=== Task inputs ===

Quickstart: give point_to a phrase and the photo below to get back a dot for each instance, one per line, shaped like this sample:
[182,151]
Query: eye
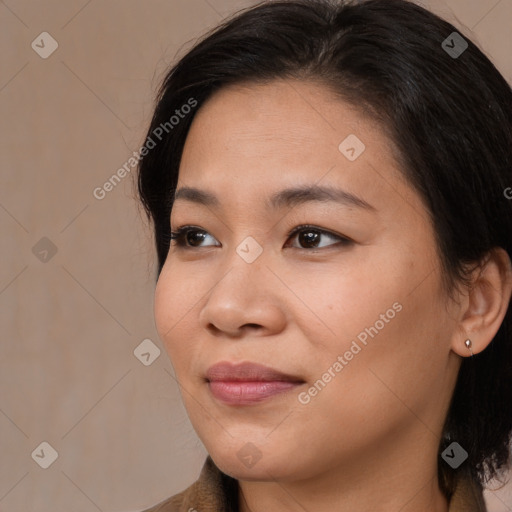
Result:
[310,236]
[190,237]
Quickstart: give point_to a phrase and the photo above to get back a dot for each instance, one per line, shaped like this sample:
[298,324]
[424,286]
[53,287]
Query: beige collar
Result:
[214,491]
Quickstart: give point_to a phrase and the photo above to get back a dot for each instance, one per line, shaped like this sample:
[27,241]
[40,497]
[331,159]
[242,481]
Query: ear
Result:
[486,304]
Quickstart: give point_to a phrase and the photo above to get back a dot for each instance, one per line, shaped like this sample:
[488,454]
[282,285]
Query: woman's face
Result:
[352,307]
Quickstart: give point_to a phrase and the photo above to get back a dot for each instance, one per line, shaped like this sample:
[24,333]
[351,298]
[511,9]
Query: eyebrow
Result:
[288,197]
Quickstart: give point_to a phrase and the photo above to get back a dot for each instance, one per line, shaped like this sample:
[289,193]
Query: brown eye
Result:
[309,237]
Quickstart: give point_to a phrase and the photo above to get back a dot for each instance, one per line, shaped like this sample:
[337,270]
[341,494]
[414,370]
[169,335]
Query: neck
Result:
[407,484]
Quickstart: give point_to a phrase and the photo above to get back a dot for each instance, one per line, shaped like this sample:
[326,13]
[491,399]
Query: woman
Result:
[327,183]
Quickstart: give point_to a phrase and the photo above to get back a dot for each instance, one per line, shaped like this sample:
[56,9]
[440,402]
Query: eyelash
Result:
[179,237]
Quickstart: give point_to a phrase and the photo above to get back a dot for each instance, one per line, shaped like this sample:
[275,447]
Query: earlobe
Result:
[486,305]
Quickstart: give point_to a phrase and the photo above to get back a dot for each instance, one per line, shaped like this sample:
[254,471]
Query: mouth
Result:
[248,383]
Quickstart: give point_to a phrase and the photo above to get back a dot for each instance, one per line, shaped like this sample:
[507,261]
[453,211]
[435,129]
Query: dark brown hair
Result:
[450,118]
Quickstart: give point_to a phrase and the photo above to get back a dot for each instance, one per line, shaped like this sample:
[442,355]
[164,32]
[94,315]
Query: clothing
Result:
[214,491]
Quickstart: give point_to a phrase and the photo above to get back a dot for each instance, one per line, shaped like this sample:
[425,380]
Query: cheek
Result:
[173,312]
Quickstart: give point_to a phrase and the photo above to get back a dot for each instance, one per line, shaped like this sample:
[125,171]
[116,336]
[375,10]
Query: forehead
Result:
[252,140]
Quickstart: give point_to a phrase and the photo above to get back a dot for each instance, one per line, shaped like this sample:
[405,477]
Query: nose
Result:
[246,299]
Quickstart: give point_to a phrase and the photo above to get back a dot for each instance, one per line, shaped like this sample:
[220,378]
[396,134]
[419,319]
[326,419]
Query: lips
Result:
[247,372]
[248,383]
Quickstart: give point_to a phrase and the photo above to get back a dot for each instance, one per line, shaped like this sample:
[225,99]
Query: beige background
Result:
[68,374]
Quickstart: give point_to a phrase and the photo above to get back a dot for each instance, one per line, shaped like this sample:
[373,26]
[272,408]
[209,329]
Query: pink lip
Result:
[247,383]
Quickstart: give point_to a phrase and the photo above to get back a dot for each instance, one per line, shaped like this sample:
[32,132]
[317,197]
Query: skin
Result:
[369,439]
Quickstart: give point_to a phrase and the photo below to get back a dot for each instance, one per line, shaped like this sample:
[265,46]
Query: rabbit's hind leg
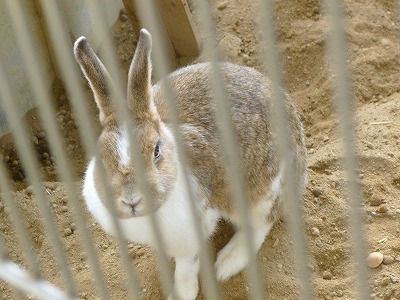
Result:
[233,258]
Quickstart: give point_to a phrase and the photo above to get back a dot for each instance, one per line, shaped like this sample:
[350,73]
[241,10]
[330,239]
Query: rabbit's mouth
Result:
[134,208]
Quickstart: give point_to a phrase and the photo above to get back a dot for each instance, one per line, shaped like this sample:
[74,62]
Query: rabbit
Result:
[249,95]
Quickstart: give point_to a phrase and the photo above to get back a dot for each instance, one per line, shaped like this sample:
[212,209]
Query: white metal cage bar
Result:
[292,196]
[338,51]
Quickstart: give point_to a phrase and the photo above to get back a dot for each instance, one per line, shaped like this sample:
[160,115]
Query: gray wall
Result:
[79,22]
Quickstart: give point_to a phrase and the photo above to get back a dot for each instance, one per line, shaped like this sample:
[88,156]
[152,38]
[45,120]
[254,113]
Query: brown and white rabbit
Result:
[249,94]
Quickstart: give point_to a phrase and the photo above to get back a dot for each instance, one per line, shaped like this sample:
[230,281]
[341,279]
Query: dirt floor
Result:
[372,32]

===
=== Task inputs ===

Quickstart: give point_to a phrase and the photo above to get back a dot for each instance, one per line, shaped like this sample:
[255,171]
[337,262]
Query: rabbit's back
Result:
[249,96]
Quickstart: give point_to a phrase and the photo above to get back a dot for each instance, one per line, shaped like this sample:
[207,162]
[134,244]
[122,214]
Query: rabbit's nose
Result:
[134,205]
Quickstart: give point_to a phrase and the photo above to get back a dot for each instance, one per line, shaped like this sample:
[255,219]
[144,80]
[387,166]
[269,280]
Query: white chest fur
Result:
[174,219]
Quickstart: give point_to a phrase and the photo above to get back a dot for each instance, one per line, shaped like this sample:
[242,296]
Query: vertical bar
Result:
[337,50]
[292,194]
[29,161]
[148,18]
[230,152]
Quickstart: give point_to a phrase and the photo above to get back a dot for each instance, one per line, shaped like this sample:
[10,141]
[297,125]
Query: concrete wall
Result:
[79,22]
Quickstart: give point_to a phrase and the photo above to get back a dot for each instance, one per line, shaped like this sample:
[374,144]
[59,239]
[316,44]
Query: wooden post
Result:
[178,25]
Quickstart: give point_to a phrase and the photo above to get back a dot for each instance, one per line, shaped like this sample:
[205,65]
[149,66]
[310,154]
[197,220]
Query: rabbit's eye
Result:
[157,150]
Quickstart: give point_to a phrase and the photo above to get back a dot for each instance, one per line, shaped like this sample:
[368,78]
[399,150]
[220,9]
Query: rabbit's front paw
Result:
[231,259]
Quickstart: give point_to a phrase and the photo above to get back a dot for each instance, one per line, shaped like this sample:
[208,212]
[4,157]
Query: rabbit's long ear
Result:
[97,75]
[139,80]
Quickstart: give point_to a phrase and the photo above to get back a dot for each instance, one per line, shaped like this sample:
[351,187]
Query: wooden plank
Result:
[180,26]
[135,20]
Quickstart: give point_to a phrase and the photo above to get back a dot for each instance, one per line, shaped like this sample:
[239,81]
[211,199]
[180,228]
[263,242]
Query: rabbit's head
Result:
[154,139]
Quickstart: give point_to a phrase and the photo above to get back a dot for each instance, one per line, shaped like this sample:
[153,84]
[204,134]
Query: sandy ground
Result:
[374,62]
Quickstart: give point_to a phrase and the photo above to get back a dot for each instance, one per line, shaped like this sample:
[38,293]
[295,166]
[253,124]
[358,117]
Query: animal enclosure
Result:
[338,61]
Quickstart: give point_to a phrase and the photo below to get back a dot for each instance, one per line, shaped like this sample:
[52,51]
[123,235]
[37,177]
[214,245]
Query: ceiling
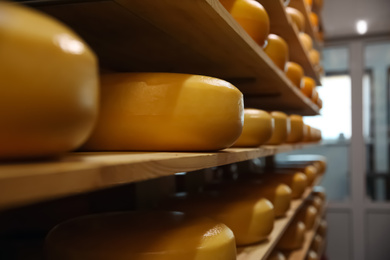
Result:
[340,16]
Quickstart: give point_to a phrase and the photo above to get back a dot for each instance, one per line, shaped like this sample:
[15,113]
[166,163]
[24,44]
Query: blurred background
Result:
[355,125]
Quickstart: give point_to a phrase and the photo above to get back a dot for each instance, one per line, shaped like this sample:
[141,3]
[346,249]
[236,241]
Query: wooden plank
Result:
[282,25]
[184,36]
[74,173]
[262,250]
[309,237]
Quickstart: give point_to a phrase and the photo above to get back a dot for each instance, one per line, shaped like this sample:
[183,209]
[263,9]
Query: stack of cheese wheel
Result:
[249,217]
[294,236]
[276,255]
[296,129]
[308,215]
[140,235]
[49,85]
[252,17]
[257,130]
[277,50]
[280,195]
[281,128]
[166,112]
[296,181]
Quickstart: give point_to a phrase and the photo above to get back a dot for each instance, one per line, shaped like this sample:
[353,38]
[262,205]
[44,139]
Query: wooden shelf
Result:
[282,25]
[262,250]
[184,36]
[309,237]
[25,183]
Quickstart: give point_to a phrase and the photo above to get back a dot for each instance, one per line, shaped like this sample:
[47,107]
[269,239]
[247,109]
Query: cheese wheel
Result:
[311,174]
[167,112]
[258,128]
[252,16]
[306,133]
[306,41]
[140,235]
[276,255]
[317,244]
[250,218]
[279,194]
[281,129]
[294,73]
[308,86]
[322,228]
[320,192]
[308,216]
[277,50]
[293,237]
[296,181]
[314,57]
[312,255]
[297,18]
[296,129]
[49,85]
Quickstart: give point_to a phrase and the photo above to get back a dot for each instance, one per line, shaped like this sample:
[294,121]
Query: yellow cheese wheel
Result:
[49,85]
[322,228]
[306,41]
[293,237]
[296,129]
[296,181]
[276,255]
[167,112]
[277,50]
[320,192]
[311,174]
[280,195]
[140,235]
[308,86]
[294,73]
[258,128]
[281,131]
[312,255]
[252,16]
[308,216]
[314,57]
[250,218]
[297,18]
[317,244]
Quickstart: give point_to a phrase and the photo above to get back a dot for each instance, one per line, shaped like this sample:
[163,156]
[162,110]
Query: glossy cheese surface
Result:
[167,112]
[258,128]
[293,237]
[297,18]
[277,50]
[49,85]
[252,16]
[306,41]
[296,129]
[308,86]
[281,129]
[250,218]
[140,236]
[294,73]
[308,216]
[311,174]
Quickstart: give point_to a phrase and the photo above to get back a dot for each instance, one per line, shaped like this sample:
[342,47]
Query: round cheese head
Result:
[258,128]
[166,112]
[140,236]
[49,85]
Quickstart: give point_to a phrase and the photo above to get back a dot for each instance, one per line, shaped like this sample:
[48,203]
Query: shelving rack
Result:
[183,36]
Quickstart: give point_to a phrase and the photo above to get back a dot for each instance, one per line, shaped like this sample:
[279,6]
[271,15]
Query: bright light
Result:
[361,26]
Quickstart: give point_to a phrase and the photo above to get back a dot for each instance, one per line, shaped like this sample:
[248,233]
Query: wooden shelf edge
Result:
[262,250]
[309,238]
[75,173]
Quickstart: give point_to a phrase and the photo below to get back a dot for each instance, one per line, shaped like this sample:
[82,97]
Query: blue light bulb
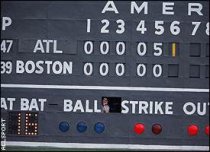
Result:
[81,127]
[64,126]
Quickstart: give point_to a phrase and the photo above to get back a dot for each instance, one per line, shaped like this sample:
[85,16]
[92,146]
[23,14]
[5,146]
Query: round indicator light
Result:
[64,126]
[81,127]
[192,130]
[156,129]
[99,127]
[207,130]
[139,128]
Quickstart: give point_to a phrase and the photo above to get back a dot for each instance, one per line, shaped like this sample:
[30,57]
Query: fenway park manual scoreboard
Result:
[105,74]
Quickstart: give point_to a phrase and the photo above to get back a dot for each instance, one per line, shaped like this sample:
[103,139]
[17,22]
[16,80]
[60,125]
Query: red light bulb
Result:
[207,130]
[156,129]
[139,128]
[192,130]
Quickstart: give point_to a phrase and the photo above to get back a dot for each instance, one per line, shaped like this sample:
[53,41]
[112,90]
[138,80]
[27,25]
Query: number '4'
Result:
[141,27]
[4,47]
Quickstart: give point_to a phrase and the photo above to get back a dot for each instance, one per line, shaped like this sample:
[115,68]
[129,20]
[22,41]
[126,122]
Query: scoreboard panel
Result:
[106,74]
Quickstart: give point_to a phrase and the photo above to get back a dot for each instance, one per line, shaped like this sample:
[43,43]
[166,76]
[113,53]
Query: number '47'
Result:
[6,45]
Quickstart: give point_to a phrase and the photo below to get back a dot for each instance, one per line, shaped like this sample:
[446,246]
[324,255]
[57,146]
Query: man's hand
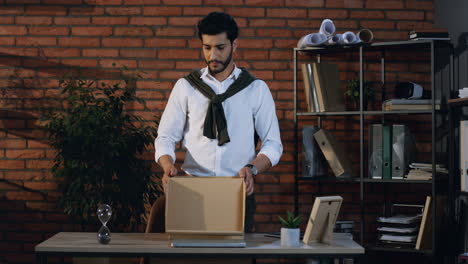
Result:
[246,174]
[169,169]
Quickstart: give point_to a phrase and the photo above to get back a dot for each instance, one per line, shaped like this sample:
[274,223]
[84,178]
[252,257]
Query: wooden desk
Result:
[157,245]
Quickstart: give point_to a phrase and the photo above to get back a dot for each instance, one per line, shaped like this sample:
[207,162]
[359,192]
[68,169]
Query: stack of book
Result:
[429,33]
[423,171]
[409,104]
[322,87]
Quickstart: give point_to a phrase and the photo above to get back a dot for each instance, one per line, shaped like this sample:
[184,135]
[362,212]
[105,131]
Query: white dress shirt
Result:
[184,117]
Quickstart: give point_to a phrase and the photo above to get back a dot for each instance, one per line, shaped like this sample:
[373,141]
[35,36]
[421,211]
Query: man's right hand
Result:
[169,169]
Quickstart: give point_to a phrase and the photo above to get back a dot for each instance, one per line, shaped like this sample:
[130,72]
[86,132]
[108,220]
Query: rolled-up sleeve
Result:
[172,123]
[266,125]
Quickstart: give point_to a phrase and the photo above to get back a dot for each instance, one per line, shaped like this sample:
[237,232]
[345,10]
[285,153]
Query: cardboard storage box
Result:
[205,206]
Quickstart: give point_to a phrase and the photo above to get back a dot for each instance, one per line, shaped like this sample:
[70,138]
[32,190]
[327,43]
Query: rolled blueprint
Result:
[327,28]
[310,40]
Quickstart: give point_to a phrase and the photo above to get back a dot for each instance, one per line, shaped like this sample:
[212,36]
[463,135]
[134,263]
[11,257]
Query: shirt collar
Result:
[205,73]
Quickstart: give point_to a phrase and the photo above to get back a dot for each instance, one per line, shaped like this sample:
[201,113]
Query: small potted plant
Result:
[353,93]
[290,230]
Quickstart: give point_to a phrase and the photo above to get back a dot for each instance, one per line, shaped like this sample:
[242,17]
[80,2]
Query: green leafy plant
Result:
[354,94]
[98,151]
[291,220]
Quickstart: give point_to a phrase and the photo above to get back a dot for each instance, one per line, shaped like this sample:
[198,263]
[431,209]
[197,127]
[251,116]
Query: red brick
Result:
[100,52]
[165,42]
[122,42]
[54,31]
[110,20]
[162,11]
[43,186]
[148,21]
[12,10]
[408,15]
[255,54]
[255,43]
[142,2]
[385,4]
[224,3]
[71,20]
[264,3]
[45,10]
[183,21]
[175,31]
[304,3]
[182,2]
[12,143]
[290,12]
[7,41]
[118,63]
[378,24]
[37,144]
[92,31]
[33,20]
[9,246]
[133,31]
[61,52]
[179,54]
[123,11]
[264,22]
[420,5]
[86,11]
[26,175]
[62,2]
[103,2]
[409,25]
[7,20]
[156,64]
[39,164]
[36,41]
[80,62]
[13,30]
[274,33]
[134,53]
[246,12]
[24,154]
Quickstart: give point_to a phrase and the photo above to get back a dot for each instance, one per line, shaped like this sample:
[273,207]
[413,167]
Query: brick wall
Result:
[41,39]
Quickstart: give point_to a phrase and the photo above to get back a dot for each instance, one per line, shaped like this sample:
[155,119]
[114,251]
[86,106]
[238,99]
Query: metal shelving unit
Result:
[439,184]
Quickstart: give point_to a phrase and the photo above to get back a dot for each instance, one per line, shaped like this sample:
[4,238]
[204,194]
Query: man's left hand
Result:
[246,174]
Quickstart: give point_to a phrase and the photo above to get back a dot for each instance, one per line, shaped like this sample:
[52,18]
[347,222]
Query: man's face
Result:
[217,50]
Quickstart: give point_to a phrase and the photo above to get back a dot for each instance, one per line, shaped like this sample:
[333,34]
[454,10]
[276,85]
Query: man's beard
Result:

===

● What is required: State how many lines of the records contain the string "rolled". Reply with the number alone.

● The output: 2